Given data:

■ ■ ■ ■ ■

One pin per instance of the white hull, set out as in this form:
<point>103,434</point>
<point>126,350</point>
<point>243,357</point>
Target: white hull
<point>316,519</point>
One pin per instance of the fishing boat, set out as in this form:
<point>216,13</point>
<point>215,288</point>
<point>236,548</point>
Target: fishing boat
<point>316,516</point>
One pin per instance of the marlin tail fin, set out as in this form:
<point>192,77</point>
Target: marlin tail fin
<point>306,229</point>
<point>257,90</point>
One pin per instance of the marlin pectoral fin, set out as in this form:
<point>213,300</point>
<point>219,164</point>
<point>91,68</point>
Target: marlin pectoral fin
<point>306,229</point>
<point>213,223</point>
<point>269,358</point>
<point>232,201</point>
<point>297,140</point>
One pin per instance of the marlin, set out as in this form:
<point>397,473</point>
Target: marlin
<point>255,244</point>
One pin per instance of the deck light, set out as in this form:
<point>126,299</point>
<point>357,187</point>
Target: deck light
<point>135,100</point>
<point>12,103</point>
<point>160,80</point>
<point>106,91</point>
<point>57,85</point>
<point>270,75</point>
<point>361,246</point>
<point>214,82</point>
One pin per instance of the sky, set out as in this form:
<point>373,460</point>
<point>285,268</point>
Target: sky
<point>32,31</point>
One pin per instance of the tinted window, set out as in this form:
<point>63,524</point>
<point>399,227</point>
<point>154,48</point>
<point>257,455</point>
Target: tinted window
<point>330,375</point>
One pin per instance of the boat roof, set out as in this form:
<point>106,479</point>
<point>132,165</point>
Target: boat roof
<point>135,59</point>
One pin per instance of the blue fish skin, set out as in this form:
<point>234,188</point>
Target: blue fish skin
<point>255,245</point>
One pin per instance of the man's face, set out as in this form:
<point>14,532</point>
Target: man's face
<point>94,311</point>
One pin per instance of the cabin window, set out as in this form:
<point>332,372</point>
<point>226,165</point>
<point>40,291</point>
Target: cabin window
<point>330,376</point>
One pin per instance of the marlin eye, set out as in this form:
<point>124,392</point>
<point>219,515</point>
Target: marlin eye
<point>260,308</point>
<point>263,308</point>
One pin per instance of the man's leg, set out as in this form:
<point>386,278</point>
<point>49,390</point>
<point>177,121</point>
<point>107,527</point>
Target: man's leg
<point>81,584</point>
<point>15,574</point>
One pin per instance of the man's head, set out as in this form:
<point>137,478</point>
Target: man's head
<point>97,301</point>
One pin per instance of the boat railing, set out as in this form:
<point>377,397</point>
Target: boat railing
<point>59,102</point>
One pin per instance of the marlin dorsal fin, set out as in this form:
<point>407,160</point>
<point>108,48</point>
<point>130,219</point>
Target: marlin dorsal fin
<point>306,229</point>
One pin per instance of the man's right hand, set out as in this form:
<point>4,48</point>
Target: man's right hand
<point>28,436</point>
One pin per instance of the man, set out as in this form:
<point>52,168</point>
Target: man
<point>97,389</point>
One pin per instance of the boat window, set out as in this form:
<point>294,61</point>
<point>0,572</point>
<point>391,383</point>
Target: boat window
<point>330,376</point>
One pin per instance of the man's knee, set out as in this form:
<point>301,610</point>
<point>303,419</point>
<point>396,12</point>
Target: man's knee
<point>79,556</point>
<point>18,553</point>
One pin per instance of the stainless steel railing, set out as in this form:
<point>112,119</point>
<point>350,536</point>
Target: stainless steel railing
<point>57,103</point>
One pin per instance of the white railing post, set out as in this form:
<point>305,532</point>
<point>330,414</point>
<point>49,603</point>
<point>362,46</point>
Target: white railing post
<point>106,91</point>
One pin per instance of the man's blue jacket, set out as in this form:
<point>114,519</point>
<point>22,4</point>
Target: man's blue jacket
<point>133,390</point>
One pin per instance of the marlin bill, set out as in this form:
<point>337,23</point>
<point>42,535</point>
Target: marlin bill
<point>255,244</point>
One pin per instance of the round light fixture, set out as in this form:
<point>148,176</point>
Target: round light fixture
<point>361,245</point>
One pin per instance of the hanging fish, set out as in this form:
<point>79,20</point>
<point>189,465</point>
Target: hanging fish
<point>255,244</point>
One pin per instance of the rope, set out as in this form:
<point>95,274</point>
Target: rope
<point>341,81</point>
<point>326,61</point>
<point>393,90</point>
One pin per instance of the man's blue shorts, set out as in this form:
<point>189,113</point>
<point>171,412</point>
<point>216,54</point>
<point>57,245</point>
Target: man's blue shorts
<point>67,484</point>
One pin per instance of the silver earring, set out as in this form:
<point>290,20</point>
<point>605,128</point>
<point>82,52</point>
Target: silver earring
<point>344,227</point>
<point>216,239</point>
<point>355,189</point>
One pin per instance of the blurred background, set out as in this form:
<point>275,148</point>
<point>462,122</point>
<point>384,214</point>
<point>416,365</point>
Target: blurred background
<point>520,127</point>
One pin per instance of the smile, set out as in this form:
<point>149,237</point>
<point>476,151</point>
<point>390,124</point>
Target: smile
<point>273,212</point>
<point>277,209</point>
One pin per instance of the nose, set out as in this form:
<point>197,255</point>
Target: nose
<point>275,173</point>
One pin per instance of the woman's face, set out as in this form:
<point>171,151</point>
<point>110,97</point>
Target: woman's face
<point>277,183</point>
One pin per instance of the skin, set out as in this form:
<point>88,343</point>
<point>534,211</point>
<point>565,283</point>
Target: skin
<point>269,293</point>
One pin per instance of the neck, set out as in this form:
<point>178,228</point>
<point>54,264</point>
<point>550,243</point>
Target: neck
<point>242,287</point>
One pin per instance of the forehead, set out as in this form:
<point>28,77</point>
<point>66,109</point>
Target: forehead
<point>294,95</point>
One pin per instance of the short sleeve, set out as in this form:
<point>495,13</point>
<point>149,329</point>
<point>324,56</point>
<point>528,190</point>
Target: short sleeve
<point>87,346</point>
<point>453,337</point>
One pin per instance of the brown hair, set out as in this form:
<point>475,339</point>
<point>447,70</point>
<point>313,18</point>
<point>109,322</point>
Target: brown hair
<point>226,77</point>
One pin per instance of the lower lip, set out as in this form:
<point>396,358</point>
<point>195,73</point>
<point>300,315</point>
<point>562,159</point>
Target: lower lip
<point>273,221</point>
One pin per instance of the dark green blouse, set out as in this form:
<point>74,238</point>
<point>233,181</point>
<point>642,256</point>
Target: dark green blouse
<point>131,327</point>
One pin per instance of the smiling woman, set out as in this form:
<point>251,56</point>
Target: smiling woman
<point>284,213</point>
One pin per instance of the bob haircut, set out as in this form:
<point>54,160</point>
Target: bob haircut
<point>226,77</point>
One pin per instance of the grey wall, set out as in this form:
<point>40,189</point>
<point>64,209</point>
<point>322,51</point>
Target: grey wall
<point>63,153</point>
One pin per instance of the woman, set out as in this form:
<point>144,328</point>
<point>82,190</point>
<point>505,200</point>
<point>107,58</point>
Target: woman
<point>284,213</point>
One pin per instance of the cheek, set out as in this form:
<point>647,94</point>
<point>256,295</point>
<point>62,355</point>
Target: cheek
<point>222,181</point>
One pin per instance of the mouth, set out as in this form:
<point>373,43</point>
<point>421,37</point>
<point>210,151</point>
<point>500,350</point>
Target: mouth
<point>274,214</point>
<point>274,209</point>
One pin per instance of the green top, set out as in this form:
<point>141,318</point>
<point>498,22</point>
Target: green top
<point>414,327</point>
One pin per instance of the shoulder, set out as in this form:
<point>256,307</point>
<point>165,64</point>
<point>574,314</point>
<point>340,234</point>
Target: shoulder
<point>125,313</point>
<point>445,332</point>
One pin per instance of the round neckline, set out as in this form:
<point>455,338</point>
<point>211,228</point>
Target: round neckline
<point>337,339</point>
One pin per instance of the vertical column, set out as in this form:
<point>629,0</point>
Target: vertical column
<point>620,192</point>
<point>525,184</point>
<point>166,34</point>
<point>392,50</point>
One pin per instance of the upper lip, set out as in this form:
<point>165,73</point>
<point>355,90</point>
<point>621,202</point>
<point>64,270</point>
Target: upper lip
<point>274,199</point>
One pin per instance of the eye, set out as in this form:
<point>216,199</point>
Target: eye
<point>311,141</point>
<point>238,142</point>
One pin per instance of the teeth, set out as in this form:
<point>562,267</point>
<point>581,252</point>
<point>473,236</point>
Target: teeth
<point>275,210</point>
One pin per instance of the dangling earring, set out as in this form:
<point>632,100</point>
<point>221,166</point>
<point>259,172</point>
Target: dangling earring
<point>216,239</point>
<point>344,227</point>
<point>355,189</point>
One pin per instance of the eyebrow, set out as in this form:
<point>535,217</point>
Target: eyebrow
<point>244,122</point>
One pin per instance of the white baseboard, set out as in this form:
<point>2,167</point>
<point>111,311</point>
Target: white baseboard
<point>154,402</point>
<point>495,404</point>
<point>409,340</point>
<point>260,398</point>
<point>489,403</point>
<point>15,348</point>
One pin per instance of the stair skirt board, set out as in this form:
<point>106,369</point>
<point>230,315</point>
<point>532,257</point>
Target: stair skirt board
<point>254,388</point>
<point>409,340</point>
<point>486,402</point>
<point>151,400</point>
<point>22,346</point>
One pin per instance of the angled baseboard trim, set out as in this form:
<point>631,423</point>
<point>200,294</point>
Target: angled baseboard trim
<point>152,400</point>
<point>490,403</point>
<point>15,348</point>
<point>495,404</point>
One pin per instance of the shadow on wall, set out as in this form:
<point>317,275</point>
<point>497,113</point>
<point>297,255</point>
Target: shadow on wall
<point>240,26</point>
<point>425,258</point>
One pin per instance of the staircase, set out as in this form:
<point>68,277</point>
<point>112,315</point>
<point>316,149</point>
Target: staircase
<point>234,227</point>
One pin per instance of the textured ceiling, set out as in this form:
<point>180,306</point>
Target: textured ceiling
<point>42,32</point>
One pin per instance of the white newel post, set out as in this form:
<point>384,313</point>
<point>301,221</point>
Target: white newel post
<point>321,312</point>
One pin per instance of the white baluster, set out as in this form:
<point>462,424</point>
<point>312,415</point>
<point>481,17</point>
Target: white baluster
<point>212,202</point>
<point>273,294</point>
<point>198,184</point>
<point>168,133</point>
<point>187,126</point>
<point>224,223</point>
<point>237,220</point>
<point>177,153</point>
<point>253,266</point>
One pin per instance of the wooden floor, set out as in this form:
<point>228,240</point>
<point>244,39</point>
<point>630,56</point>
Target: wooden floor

■ ■ ■ ■ ■

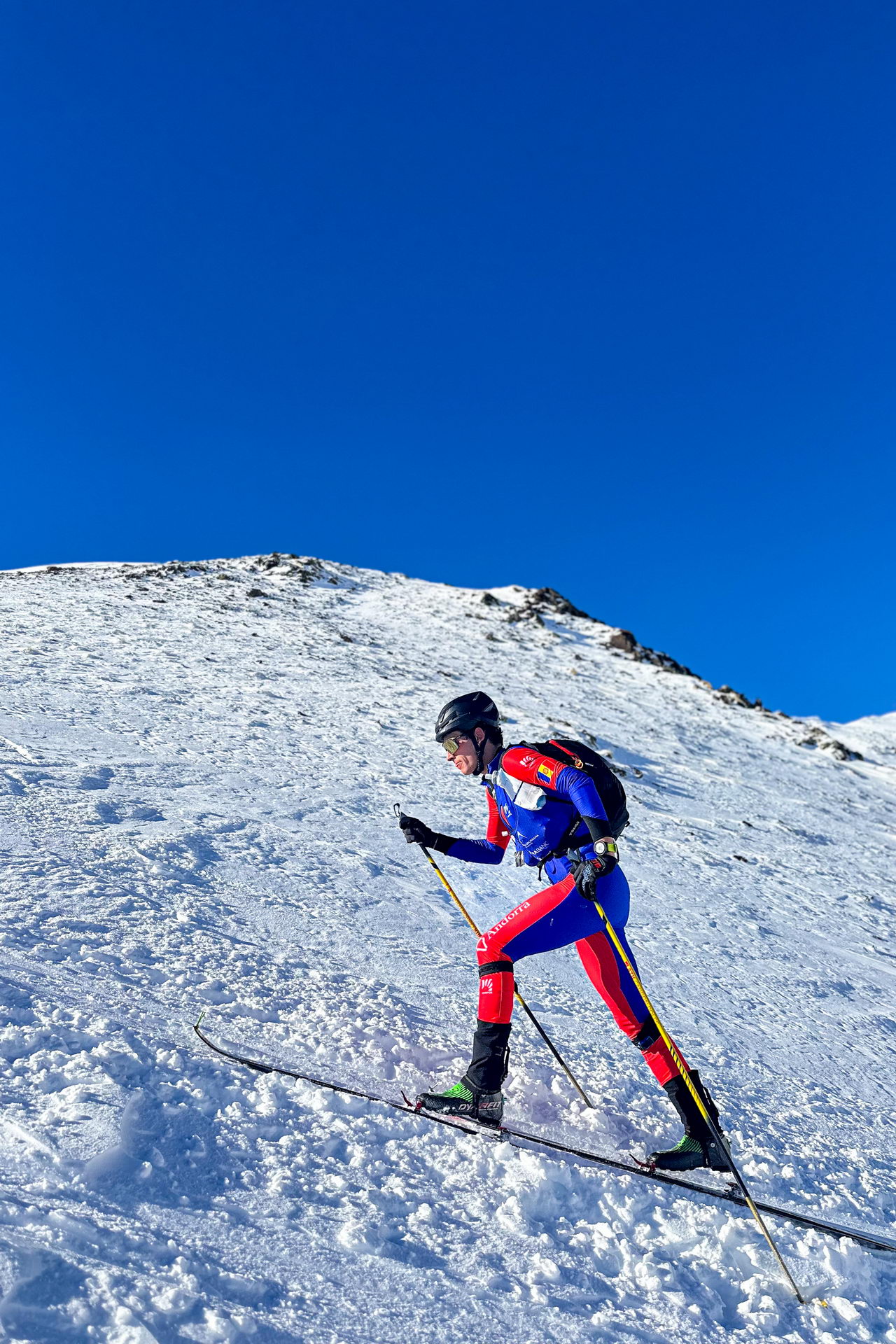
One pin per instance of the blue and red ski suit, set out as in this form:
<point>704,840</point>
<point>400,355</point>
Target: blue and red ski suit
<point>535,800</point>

■ ■ ■ ■ ■

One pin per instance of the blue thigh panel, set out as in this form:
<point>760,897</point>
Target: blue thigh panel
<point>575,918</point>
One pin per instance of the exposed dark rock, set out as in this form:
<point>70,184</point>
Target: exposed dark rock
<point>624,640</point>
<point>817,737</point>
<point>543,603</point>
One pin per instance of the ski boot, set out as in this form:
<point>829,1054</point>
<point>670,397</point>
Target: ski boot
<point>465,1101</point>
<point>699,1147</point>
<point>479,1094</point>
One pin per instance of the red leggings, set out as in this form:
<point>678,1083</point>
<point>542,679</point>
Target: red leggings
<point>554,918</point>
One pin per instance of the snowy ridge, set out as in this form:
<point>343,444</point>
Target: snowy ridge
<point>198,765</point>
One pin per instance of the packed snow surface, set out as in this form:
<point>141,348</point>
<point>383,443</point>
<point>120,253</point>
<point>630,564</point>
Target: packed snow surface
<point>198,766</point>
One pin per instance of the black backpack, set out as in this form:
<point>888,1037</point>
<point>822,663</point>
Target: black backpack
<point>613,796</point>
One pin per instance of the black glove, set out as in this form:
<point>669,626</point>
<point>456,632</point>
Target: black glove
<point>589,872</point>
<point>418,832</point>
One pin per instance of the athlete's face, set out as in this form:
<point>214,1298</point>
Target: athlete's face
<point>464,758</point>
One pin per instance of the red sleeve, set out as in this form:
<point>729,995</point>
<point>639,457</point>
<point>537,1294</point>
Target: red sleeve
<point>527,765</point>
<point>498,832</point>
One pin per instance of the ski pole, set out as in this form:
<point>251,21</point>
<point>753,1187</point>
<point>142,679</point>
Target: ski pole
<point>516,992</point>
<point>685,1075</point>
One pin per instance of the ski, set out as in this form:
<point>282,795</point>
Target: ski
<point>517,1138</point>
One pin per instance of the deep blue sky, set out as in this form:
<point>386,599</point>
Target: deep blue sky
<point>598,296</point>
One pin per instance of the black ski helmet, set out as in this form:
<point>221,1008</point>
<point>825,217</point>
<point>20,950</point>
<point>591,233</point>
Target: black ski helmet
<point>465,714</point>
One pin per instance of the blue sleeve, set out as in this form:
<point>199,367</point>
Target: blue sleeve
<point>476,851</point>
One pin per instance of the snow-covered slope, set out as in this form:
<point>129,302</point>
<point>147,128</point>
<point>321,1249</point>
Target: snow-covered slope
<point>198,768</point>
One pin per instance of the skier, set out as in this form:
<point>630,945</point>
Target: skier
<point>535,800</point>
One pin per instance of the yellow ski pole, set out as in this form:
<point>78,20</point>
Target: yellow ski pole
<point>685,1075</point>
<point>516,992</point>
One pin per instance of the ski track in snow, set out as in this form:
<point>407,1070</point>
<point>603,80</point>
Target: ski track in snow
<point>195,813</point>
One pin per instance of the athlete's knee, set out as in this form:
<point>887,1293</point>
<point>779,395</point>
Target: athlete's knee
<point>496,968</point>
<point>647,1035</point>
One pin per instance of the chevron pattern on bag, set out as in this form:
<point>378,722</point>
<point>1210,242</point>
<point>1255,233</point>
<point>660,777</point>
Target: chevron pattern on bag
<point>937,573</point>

■ ■ ■ ■ ■

Repeat the data word for word, from the line containing "One pin per instance of the teeth, set" through the line containing "<point>275,210</point>".

One pin per instance of the teeth, set out as in this form:
<point>562,267</point>
<point>581,252</point>
<point>473,236</point>
Target: teeth
<point>275,210</point>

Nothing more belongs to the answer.